## [How to complete this task]
Every entry should be duplicated verbatim, and no picture may appear in the copy.
***** Supplied data *****
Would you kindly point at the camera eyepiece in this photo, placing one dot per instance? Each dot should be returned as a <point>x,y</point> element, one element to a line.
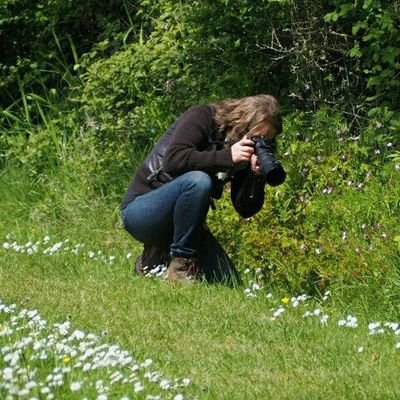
<point>270,167</point>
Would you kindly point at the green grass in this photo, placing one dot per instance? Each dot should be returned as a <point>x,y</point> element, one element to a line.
<point>224,341</point>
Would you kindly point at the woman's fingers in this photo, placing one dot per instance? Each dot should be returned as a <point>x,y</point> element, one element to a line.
<point>242,150</point>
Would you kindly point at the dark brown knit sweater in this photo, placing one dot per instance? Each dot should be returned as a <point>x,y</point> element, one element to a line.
<point>189,149</point>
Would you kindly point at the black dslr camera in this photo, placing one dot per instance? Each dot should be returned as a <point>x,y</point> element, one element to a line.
<point>270,167</point>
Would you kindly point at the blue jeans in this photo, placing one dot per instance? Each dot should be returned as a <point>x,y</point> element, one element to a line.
<point>171,215</point>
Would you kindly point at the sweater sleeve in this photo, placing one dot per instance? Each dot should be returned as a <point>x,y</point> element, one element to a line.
<point>189,148</point>
<point>247,192</point>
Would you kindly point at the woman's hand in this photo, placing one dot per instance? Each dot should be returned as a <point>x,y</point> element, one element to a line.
<point>242,150</point>
<point>255,166</point>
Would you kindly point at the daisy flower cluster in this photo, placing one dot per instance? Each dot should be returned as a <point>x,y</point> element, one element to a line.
<point>349,321</point>
<point>50,248</point>
<point>39,361</point>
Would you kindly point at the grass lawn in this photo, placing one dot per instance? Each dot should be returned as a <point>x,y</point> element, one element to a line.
<point>205,342</point>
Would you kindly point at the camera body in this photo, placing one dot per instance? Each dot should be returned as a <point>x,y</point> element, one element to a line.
<point>270,168</point>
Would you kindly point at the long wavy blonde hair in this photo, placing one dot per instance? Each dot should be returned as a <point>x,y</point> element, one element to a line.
<point>240,116</point>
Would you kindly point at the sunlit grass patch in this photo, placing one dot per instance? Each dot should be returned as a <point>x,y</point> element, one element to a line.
<point>39,360</point>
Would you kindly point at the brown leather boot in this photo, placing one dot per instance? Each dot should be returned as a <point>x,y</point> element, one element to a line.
<point>182,270</point>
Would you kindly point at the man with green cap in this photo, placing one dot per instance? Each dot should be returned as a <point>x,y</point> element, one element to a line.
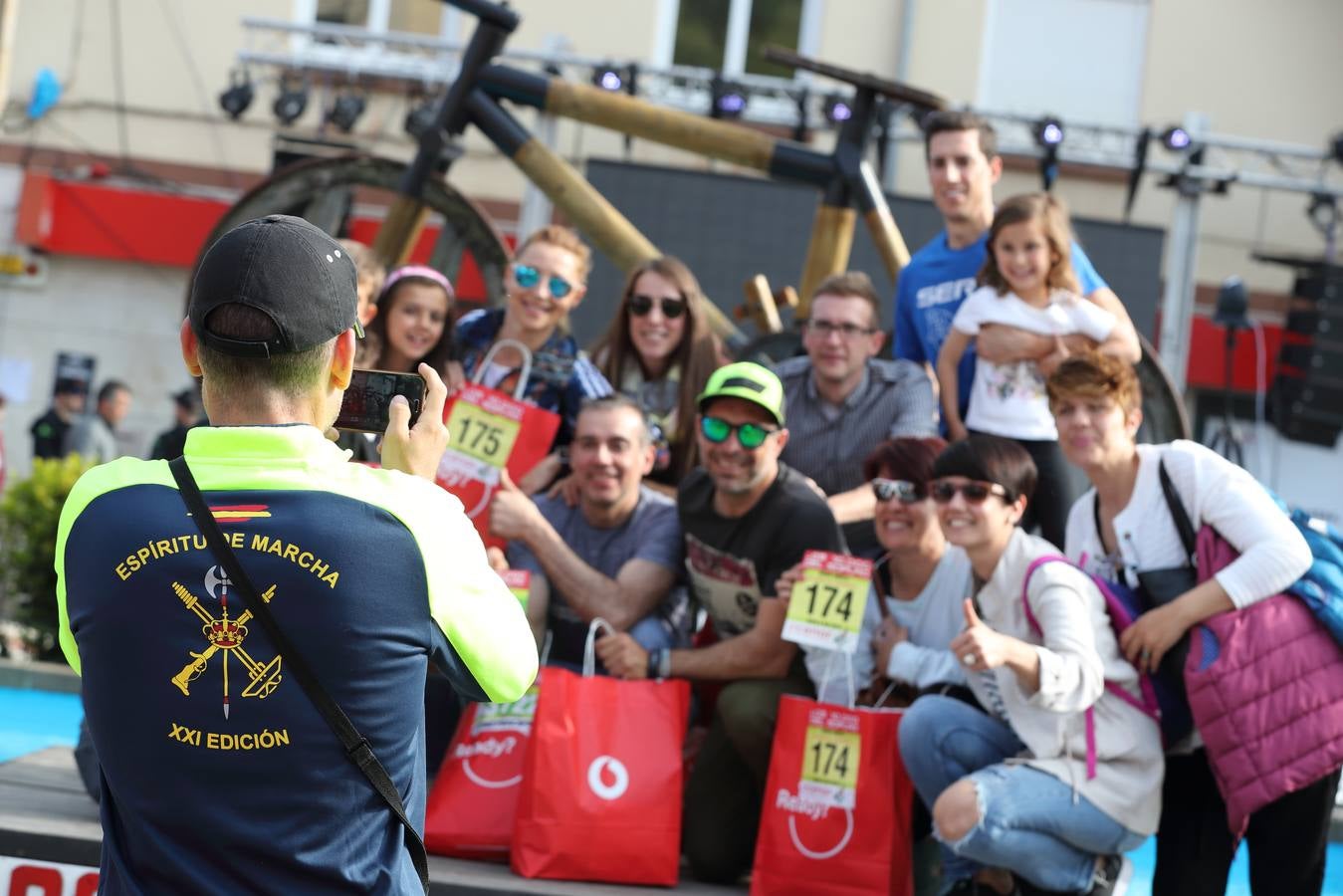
*****
## [Problem solution]
Would you kindly point at the camera eyepiece in this photo, placing one dot per instance? Each dot should be returned as a <point>x,y</point> element, one element to a line.
<point>270,167</point>
Would you kindly point at the green grass in this photo, placing one dot per instance? Each dot should be returned as a <point>x,y</point> element, one element to a line.
<point>224,341</point>
Would you kindly point at the woman's fingers in this photo, placing one dot per instance? Each dot should be returned as a <point>x,y</point> element, one element to a line.
<point>242,150</point>
Would you kindly point at the dark brown knit sweater in this photo, placing one dot per instance? Each dot should be returned as a <point>x,y</point> element, one element to a line.
<point>189,149</point>
Would you kindly point at the black dslr camera in this photo, placing one dot per instance? Each dot should be returned as a <point>x,y</point> element, one element to a line.
<point>270,167</point>
Would you kindly point at the blue jeans in this photo, placing one dot per instance? Each dot should be returned as a <point>x,y</point> element, one element to a line.
<point>171,215</point>
Would you kindly point at the sweater sleeve in this photo, placing one dot per instance? Each dot should be returned as a <point>x,y</point> element, one element to a line.
<point>189,148</point>
<point>247,192</point>
Would you kindly point at the woman's hand in this photo, placing one dot per instance? Each dot should be returned as a <point>x,y</point> element, one element to a line.
<point>242,150</point>
<point>255,166</point>
Would you kindly point at the daisy flower cluster in this photo, placing one dot per instance? Each dot should be returned as a <point>x,y</point> element, one element to a line.
<point>349,321</point>
<point>50,248</point>
<point>39,361</point>
Would you kindly point at the grass lawn in this photo, placing one dot per instance? Each dot should be returned as a <point>x,y</point> element, one element to a line.
<point>205,342</point>
Would you kindly point at the camera body in this photo, placing one dot per instance? Each dot should be returned as a <point>x,y</point> element, one element to a line.
<point>270,168</point>
Would you kindly point at the long wavy blonde hair in this photo, placing one dot per instance? Each dot should be returned as a <point>x,y</point> element, one element to a line.
<point>240,116</point>
Would you kindly point at the sunlit grass patch in this photo, placing one dot per instance? Each dot should be returned as a <point>x,y</point> element, one element to a line.
<point>39,360</point>
Would you kindly point at the brown leather boot in this photo, placing one dot per instance? Each dot should be returned as a <point>x,y</point> element, one element to a line.
<point>182,270</point>
Would you kindly point at the man with green cap in this photo, placing one dot per instance? Each dot should be returned as a <point>x,y</point> element, one element to a line.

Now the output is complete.